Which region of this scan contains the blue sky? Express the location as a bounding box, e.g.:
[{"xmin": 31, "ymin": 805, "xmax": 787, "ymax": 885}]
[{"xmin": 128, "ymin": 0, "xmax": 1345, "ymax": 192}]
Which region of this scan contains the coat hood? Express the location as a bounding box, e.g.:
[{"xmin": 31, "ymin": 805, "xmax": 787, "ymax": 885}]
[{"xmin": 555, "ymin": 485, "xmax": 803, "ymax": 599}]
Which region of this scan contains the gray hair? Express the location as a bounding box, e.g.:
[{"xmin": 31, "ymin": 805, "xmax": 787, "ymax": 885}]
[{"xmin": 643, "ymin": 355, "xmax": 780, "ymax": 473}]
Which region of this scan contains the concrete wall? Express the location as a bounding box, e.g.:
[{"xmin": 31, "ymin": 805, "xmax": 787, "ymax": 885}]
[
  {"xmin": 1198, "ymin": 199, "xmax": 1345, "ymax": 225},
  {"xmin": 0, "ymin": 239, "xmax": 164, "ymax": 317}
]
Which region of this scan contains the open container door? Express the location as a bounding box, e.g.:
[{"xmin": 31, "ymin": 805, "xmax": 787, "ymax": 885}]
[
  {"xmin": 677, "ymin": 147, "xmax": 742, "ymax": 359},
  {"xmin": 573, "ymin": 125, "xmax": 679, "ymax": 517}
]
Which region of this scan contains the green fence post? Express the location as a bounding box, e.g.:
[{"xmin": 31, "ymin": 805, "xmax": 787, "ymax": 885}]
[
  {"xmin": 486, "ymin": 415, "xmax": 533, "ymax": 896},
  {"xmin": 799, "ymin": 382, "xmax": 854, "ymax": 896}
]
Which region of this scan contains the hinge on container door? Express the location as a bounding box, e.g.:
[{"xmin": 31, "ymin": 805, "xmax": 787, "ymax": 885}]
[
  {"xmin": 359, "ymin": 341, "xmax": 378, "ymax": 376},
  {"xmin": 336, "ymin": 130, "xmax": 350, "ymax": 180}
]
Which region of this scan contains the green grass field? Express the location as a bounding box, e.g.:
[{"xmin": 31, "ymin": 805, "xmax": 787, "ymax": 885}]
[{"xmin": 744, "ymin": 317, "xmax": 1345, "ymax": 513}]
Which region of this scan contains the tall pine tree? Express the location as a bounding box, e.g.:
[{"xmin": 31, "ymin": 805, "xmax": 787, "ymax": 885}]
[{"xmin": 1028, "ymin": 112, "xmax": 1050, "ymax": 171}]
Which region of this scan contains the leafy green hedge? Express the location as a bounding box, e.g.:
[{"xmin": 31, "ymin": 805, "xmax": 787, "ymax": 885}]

********************

● YOUR TASK: Rewrite all of the records above, swapping every occurrence of "Express" for "Give" and leaving everything else unchanged.

● TASK SOLUTION:
Which region of this scan contains the blue sky? Give the location as a bounding box, e.g.:
[{"xmin": 31, "ymin": 805, "xmax": 787, "ymax": 885}]
[{"xmin": 128, "ymin": 0, "xmax": 1345, "ymax": 192}]
Which region of this scan contains the coat hood? Give the location as a bounding box, e.g.:
[{"xmin": 31, "ymin": 805, "xmax": 787, "ymax": 885}]
[{"xmin": 555, "ymin": 485, "xmax": 803, "ymax": 599}]
Which region of this scan contains the gray hair? Give the location as a bounding box, e.g.:
[{"xmin": 31, "ymin": 805, "xmax": 787, "ymax": 885}]
[{"xmin": 643, "ymin": 355, "xmax": 780, "ymax": 473}]
Which region of this scan contains the concrete wall? Give the location as a bounding box, e.g.:
[{"xmin": 31, "ymin": 805, "xmax": 787, "ymax": 885}]
[
  {"xmin": 1198, "ymin": 199, "xmax": 1345, "ymax": 225},
  {"xmin": 0, "ymin": 239, "xmax": 164, "ymax": 317}
]
Which region of this scan contains the open container door? Give the location as a bounding box, e.g.:
[{"xmin": 31, "ymin": 805, "xmax": 787, "ymax": 885}]
[
  {"xmin": 677, "ymin": 147, "xmax": 742, "ymax": 359},
  {"xmin": 573, "ymin": 125, "xmax": 679, "ymax": 517}
]
Which region of this scan contains the green fence post? Give the location as a bounding box, e.g.:
[{"xmin": 31, "ymin": 805, "xmax": 787, "ymax": 885}]
[
  {"xmin": 486, "ymin": 415, "xmax": 533, "ymax": 896},
  {"xmin": 799, "ymin": 382, "xmax": 854, "ymax": 896}
]
Which region of this scan contains the hinge on container door? Give the location as a bounding box, e.g.:
[{"xmin": 31, "ymin": 805, "xmax": 787, "ymax": 885}]
[
  {"xmin": 359, "ymin": 341, "xmax": 378, "ymax": 376},
  {"xmin": 336, "ymin": 130, "xmax": 350, "ymax": 180}
]
Which region of this scan contains the green grass field? Give the location as a bounding box, e.g.:
[{"xmin": 31, "ymin": 805, "xmax": 787, "ymax": 885}]
[{"xmin": 744, "ymin": 317, "xmax": 1345, "ymax": 513}]
Which region of this scan contains the tall pine tree? Give the location as a bounding box, e.g.:
[{"xmin": 31, "ymin": 805, "xmax": 787, "ymax": 885}]
[{"xmin": 1028, "ymin": 112, "xmax": 1050, "ymax": 171}]
Which region of this scan contains the leafy green hedge? Give the location as a bounding box, e.g.:
[{"xmin": 31, "ymin": 805, "xmax": 787, "ymax": 885}]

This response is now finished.